Problem details –
Include in the output the line containing "Each instance receives one keypoint. Mark the stone" and each subsequent line of the records, through the end, transcribed exactly. Add nothing else.

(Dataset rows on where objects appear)
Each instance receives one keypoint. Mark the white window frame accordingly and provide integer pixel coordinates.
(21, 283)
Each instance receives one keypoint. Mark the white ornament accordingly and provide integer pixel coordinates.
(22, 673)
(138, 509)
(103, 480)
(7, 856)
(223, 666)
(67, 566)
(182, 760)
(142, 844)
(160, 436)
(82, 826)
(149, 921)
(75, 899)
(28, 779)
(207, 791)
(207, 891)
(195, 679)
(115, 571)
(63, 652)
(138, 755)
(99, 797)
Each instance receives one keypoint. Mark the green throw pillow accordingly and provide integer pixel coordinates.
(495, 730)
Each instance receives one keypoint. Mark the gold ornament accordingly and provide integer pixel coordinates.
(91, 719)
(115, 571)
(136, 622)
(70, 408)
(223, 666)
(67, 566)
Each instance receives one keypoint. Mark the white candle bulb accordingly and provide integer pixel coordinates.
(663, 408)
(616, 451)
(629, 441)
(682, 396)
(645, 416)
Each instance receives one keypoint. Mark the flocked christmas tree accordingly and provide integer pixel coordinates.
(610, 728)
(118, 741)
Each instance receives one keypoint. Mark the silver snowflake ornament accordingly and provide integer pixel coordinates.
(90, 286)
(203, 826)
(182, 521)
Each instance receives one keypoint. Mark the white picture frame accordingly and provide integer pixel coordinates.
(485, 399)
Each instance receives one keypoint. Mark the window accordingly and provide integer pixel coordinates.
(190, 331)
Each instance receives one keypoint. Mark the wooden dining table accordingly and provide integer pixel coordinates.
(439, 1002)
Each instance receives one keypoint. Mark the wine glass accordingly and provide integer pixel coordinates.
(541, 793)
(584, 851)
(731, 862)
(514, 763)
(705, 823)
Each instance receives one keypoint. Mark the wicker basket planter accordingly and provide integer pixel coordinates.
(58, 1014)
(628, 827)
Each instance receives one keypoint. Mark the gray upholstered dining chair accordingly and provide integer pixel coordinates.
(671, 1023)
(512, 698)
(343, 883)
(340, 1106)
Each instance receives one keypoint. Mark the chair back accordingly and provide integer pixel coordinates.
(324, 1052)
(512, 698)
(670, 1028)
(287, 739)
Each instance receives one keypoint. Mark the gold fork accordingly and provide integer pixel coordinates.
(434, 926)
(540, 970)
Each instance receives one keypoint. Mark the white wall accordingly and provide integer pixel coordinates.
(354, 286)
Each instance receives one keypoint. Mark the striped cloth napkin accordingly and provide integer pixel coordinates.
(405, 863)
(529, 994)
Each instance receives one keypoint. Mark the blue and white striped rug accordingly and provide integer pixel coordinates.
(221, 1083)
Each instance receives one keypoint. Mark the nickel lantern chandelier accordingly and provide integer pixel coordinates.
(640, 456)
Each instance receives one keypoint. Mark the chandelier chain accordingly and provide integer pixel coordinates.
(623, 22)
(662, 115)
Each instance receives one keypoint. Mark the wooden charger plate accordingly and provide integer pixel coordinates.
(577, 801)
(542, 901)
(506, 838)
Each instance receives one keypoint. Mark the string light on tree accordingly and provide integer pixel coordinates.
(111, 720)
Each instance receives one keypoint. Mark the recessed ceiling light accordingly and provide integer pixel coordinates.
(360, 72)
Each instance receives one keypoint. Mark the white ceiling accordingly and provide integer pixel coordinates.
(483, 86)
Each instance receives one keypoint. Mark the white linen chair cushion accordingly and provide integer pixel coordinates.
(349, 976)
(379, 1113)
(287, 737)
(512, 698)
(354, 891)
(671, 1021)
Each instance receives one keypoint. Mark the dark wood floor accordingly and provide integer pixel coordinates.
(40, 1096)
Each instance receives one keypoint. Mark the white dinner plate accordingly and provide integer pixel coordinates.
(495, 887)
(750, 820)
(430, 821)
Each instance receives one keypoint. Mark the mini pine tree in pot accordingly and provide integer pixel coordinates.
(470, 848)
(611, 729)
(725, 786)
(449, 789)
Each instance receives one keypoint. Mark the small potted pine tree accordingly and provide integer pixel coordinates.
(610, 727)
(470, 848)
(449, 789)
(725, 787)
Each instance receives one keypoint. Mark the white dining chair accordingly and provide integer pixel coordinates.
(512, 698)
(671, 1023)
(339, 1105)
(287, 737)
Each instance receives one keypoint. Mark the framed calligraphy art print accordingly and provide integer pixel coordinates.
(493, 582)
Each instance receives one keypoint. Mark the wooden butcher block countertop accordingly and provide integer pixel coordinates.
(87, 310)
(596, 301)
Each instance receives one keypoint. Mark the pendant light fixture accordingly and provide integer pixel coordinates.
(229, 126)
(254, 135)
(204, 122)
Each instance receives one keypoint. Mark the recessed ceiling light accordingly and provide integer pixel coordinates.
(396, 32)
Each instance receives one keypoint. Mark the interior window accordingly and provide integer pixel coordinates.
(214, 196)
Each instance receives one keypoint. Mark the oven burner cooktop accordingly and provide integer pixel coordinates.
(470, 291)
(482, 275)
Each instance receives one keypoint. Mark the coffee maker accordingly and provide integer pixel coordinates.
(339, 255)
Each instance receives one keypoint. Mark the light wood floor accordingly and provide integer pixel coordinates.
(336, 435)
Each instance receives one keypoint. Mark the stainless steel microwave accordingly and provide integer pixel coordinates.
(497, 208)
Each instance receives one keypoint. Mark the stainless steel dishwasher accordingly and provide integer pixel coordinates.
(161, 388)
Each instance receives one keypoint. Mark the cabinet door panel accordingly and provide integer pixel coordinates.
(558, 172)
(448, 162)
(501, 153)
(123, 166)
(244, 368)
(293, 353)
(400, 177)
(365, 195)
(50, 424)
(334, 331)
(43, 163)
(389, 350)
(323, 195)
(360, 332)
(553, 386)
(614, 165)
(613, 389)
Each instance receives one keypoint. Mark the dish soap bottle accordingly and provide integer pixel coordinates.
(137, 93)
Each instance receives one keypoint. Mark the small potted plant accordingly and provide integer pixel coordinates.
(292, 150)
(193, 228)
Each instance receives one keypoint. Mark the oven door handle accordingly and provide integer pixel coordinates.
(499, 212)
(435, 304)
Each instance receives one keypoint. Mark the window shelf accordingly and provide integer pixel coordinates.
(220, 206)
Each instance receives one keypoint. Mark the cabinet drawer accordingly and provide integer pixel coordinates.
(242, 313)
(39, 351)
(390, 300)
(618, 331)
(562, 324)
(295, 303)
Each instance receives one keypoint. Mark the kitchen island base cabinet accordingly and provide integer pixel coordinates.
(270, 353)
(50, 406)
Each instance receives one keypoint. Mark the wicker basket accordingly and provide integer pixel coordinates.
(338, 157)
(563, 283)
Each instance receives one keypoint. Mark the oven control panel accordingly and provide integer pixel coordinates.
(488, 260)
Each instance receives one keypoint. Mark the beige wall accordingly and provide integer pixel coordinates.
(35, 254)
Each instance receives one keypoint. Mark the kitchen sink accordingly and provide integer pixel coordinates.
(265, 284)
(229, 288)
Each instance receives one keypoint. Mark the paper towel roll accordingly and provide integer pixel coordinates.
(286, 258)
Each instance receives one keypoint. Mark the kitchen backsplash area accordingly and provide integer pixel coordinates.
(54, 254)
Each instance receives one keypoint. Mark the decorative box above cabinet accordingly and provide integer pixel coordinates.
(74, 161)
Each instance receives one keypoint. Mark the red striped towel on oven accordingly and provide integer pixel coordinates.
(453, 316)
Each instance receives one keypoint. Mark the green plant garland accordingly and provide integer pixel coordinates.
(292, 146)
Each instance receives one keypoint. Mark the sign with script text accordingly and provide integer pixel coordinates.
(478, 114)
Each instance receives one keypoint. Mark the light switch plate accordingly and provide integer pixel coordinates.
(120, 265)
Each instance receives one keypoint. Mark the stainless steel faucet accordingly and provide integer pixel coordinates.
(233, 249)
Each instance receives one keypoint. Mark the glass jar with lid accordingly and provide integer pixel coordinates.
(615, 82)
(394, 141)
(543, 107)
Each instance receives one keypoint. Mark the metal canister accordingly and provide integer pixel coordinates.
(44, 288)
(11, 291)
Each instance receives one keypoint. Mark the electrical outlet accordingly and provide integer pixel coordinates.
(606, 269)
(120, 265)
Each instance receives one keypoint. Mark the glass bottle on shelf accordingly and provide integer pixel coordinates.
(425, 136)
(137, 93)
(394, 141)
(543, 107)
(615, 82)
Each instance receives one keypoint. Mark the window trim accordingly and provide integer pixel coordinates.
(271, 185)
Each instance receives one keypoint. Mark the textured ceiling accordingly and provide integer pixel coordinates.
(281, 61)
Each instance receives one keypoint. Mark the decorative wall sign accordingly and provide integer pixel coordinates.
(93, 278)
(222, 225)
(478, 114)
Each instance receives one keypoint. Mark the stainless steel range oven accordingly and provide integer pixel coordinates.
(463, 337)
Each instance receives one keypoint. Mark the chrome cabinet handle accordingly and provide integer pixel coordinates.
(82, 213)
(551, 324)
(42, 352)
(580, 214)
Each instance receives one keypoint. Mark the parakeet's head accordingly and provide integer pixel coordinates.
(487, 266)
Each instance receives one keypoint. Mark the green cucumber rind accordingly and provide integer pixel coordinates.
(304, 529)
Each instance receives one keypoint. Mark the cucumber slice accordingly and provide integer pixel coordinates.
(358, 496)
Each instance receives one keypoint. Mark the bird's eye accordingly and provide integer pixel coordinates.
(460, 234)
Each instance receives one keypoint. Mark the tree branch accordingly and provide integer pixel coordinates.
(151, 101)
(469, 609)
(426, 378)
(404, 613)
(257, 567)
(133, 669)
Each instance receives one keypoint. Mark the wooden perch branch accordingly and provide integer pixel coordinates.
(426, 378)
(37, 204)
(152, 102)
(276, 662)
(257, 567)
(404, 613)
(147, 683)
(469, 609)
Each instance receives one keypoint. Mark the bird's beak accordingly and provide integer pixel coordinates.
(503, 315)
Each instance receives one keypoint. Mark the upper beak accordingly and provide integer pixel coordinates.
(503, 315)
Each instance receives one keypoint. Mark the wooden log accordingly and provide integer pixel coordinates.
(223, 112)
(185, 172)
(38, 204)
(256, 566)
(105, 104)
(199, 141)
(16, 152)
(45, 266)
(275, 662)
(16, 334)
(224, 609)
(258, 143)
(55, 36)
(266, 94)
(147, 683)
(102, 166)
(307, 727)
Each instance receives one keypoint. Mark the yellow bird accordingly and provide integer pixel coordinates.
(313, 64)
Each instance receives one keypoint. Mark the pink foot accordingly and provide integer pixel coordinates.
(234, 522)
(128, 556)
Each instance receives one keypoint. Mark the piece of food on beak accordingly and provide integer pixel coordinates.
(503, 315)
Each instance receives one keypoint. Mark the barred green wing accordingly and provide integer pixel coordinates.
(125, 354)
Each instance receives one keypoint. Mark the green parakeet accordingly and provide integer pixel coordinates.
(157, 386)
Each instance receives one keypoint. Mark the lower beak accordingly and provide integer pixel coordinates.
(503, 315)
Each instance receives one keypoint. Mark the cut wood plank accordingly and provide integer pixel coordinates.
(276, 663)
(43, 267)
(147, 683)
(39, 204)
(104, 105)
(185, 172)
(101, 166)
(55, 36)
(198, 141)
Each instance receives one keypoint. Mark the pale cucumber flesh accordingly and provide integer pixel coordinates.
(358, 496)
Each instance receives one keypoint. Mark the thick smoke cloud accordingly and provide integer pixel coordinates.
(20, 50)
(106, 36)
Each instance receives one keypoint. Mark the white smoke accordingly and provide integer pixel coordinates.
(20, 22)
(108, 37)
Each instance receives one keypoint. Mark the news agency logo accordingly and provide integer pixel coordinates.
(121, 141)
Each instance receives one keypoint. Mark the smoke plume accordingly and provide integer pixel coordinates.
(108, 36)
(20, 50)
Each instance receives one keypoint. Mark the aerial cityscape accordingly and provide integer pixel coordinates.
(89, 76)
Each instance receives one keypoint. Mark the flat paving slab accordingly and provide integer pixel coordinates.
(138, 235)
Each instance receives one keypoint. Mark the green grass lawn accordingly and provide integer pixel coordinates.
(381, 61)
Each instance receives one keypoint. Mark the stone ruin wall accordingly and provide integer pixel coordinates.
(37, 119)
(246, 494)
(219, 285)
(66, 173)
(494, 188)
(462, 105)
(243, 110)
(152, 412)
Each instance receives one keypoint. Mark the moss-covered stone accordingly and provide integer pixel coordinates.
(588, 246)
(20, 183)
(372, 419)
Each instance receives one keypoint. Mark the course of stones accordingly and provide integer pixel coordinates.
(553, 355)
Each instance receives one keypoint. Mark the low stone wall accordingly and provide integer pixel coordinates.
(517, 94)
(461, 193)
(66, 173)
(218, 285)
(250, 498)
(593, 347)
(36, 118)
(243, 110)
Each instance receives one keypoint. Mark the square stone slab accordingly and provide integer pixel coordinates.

Written reply –
Each instance receives one keypoint. Mark the stone ruin wall accordingly and provide integer pixel coordinates.
(37, 119)
(246, 494)
(219, 285)
(66, 173)
(494, 188)
(462, 105)
(243, 110)
(152, 412)
Each instance receives one keypoint. Mark the moss-covered stone accordingly and provide integer pixel coordinates.
(588, 246)
(20, 183)
(372, 419)
Each instance receives one keypoint. Mark the course of stones accordingly and provide integer pixel coordinates.
(553, 355)
Each instance receives one keypoint. Mark the low stone wall accordingly and provide integer pixel coordinates.
(517, 94)
(461, 193)
(66, 173)
(218, 285)
(250, 498)
(593, 347)
(36, 118)
(243, 110)
Each instance receives one keypoint. Mark the square stone slab accordingly and provide integer pixel coordinates.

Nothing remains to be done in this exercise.